* **REQUIRED ACTION**
Please write each record out again word for word.
=== Begin Enclosure ===
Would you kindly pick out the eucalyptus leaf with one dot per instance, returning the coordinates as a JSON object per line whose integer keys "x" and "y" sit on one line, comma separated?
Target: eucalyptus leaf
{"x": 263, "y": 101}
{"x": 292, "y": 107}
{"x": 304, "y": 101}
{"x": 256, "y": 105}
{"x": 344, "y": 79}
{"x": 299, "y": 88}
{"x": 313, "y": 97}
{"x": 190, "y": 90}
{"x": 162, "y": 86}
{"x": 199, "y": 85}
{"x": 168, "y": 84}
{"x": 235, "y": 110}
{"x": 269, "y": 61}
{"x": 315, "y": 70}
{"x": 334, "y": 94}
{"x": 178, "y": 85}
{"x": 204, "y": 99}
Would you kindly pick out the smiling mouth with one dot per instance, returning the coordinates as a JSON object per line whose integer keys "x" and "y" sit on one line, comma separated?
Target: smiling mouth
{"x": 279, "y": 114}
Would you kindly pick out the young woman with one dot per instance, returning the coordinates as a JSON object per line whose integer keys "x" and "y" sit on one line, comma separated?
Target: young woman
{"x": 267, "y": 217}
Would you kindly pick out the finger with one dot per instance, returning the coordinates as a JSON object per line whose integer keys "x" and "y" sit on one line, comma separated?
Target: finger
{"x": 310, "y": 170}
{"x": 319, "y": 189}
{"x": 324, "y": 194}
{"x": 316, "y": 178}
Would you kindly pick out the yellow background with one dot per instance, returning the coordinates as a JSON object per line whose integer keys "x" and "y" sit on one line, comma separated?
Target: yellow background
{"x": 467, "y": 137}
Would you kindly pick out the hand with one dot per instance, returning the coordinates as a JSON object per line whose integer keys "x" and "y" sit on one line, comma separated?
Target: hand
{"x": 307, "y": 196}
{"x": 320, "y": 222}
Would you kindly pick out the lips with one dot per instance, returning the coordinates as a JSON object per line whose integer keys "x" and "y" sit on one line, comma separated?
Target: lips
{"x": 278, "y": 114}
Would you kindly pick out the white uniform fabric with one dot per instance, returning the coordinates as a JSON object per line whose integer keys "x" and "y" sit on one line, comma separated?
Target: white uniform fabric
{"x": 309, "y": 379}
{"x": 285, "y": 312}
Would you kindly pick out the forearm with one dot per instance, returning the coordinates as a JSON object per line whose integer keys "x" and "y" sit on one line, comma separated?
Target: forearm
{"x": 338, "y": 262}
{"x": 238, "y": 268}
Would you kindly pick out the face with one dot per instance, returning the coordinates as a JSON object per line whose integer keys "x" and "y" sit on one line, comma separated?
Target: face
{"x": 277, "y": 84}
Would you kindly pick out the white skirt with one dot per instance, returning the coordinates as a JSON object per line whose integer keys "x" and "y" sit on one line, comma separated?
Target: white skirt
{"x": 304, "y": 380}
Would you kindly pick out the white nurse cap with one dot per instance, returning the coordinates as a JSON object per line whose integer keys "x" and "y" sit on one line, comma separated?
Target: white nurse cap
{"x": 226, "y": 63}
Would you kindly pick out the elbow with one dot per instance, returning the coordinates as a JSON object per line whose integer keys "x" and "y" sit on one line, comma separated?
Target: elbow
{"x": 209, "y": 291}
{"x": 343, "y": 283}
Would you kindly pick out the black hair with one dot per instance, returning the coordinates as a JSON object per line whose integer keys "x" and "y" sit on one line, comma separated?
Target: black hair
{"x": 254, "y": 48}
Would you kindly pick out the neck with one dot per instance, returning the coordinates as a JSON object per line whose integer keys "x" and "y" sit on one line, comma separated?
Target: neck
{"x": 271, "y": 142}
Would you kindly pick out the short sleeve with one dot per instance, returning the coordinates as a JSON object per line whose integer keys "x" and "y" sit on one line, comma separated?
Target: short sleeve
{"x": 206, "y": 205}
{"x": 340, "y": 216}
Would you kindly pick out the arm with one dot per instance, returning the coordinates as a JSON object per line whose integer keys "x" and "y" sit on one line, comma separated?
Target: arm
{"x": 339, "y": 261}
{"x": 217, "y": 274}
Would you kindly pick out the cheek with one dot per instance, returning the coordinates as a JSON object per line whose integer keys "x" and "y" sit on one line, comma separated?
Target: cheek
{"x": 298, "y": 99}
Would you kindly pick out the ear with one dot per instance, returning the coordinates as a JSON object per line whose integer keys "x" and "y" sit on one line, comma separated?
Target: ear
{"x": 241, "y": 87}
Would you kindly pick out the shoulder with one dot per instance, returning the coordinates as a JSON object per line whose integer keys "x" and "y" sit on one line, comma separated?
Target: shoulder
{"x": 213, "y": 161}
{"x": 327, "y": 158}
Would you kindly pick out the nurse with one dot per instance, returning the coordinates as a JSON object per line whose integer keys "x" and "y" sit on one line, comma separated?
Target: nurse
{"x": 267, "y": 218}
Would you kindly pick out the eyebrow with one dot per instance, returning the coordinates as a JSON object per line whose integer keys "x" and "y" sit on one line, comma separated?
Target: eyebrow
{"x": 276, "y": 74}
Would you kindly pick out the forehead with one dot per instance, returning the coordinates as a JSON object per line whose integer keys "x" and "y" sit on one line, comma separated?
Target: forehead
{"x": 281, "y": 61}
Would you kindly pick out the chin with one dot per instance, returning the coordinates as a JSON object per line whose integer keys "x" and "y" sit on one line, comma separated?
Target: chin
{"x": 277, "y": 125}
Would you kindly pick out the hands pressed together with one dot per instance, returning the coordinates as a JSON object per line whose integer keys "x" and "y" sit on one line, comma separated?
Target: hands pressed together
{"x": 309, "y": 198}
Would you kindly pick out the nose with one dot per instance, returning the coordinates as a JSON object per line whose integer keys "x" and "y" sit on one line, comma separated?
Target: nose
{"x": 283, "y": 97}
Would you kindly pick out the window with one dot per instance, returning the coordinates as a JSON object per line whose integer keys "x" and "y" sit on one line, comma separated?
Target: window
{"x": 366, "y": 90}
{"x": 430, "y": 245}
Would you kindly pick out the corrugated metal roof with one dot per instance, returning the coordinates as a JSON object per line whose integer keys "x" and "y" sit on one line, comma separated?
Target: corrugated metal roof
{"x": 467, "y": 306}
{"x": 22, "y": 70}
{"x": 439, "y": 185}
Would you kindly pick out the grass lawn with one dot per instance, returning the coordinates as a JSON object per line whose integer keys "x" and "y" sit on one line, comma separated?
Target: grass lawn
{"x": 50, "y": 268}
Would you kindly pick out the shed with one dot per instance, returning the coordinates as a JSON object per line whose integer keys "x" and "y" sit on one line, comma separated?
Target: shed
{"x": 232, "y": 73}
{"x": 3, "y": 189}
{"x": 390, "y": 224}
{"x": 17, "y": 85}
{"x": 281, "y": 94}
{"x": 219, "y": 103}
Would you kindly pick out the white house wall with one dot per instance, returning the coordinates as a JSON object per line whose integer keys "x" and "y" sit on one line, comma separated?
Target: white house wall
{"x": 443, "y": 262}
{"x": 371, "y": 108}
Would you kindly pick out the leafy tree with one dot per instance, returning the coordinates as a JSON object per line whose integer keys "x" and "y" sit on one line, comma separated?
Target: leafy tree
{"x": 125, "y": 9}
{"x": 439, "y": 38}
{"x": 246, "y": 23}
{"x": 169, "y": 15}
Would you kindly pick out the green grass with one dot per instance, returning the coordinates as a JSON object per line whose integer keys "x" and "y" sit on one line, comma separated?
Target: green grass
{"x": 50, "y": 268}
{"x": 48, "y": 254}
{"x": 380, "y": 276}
=== End Enclosure ===
* **ANSWER TO THIS TASK**
Would you kindly pick out the eucalyptus leaf with one dot per instance, returning the coordinates as a JSON object per line whose integer keys "x" and "y" sit on one line, comma separated?
Target: eucalyptus leaf
{"x": 263, "y": 101}
{"x": 292, "y": 107}
{"x": 304, "y": 101}
{"x": 256, "y": 105}
{"x": 344, "y": 79}
{"x": 299, "y": 88}
{"x": 313, "y": 97}
{"x": 190, "y": 90}
{"x": 162, "y": 86}
{"x": 199, "y": 85}
{"x": 168, "y": 84}
{"x": 235, "y": 110}
{"x": 269, "y": 61}
{"x": 315, "y": 70}
{"x": 334, "y": 94}
{"x": 178, "y": 85}
{"x": 204, "y": 99}
Would you kindly pick out the smiling mouth with one dot per instance, returning the coordinates as a JSON object per line whose integer keys "x" and "y" sit on one line, comma separated?
Target: smiling mouth
{"x": 279, "y": 114}
Would you kindly pick out the young woman with one dot per instance, returning the coordinates as a JSON object per line whose integer keys "x" and "y" sit on one line, comma separated?
Target: young woman
{"x": 267, "y": 217}
Would you kindly pick out the finger with one dot per instance, returning the coordinates as a JSON object per line whose integer keys "x" and "y" sit on one line, comma separated?
Target: finger
{"x": 310, "y": 170}
{"x": 319, "y": 189}
{"x": 324, "y": 194}
{"x": 316, "y": 178}
Would you kindly pick out the yellow background with one dot per instance, returning the coordinates as a JSON object per line whose integer keys "x" and "y" sit on one line, comma separated?
Target: yellow background
{"x": 467, "y": 137}
Would you kindly pick out the hand with one dot per instance, returning the coordinates as a JSON object per line whose integer keys "x" and "y" sit on one line, comma separated?
Target: hand
{"x": 307, "y": 196}
{"x": 320, "y": 222}
Would you kindly pick out the lips with one dot per instance, returning the coordinates as a JSON object per line whose integer keys "x" and "y" sit on one line, comma separated?
Target: lips
{"x": 278, "y": 114}
Would you kindly pick out the white uniform fabric with one dot per instance, returning the coordinates as a JSON object per line whose integer keys "x" and "y" sit on one line, comma separated?
Target: white uniform fabric
{"x": 309, "y": 379}
{"x": 285, "y": 312}
Would you kindly pick out the forearm with one dot per instance, returning the coordinates as a JSON object per line whose integer keys "x" and "y" sit on one line, comma separated?
Target: forearm
{"x": 338, "y": 262}
{"x": 238, "y": 268}
Would you kindly pick out the face with one dot per instance, returning the coordinates as a JSON object per line whose integer keys "x" and "y" sit on one line, comma separated?
Target: face
{"x": 277, "y": 84}
Would you kindly pick out the white skirt with one dot per instance, returning the coordinates as a JSON object per line whose integer keys "x" and "y" sit on one line, comma separated?
Target: white skirt
{"x": 304, "y": 380}
Would you kindly pick out the white nurse cap with one dot per instance, returning the coordinates as a JSON object per line whose integer keys "x" and "y" sit on one line, comma separated?
Target: white nurse cap
{"x": 226, "y": 63}
Would you kindly pick out the elbow with one dot per instance, returning the coordinates as a JSON object per line whose integer keys "x" and "y" sit on one line, comma separated?
Target: elbow
{"x": 209, "y": 291}
{"x": 343, "y": 283}
Would you kindly pick out the black hair with one dot per instance, returning the coordinates as a JSON object per line whose integer keys "x" and "y" sit on one line, comma separated?
Target: black hair
{"x": 254, "y": 48}
Would you kindly pick out the neck with one dot per instance, returning the coordinates as a JSON object per line whose integer keys "x" and "y" sit on one line, comma separated?
Target: neck
{"x": 271, "y": 142}
Would you kindly pick out the short sleeve with one dot per instance, returning the coordinates as a JSON object per line whose integer keys "x" and "y" sit on one line, comma separated?
Target: short sleeve
{"x": 206, "y": 205}
{"x": 340, "y": 216}
Would you kindly pick out the arm with one dot per instance, returning the coordinates as a JSON object per line whose integer keys "x" and "y" sit on one line, comma separated?
Target: arm
{"x": 339, "y": 261}
{"x": 217, "y": 274}
Would you kindly pick out the cheek with one dot per instance, returning the coordinates as a JSON object per line whose integer keys "x" and "y" sit on one line, comma separated?
Target: cheek
{"x": 298, "y": 99}
Would you kindly pick out the ear with one dot per instance, returning the coordinates as a JSON object per line whose integer keys "x" and "y" sit on one line, comma separated?
Target: ear
{"x": 241, "y": 87}
Would you kindly pick out the shoulder with one dot per instance, returning the coordinates as a JSON object per line whose integer keys "x" and "y" sit on one line, comma separated?
Target: shoulder
{"x": 213, "y": 161}
{"x": 327, "y": 158}
Would you kindly pick out the nurse with one dot per instance, returning the coordinates as a JSON object per line whose integer keys "x" and "y" sit on one line, comma separated?
Target: nurse
{"x": 267, "y": 218}
Would you kindly pick out the eyebrow with one dot per instance, returning the coordinates as a JSON object per line whose integer keys "x" and "y" sit on one line, comma separated?
Target: eyebrow
{"x": 276, "y": 74}
Would you kindly pick out the forehead with one dot per instance, returning the coordinates as a JSON object per line whose integer keys "x" and "y" sit on one line, comma separated?
Target: forehead
{"x": 281, "y": 61}
Would you kindly pick out the chin with one dot per instance, returning the coordinates as a JSON object per line whose integer keys "x" and "y" sit on one line, comma separated?
Target: chin
{"x": 277, "y": 125}
Would you kindly pick out the hands pressed together with one dot per instance, returning the coordinates as a JSON object per line whose integer keys "x" and "y" sit on one line, comma separated?
Target: hands pressed together
{"x": 309, "y": 198}
Would you kindly pick out the nose with one dot per instance, returning the coordinates as a JSON object per line whose integer keys "x" and "y" sit on one line, comma separated?
Target: nose
{"x": 283, "y": 97}
Would you kindly pick out the window with one dot per instance, returning the coordinates as a JSON object per line whose integer keys "x" and "y" sit on one line, comma separated?
Target: window
{"x": 366, "y": 90}
{"x": 430, "y": 245}
Would you kindly pick out the corrugated metal roof with one dot per instance, returning the coordinates as a JSON object per line whose integer keys "x" and "y" sit on one line, comma separated?
Target: corrugated metal roof
{"x": 467, "y": 306}
{"x": 22, "y": 70}
{"x": 439, "y": 185}
Would you kindly pick out the grass lawn with one dot per instance, returning the coordinates as a JSON object per line whose integer keys "x" and "y" sit on one line, comma separated?
Target: grass lawn
{"x": 50, "y": 268}
Would you kindly pick out the shed with one dot per instance, returning the coordinates as a JSON object per line whose integer keys "x" and "y" sit on one line, comma separated?
Target: shed
{"x": 232, "y": 73}
{"x": 3, "y": 189}
{"x": 390, "y": 224}
{"x": 17, "y": 85}
{"x": 281, "y": 94}
{"x": 219, "y": 103}
Would you kindly pick out the white house wall with one dot per instance, returning the coordinates as a JSON object per line whose integer keys "x" and "y" sit on one line, comma separated?
Target: white house wall
{"x": 443, "y": 262}
{"x": 371, "y": 108}
Would you kindly pick out the leafy tree with one dot per instance, returning the coordinates as a JSON object per line whose integer keys "x" and "y" sit on one line, comma separated?
Target: leafy tree
{"x": 125, "y": 9}
{"x": 439, "y": 38}
{"x": 246, "y": 23}
{"x": 169, "y": 15}
Would you kindly pick out the green grass with one dot per instance, returning the coordinates as a JSON object per line whose integer keys "x" and "y" sit on one line, comma separated?
Target: green grass
{"x": 50, "y": 268}
{"x": 48, "y": 254}
{"x": 380, "y": 276}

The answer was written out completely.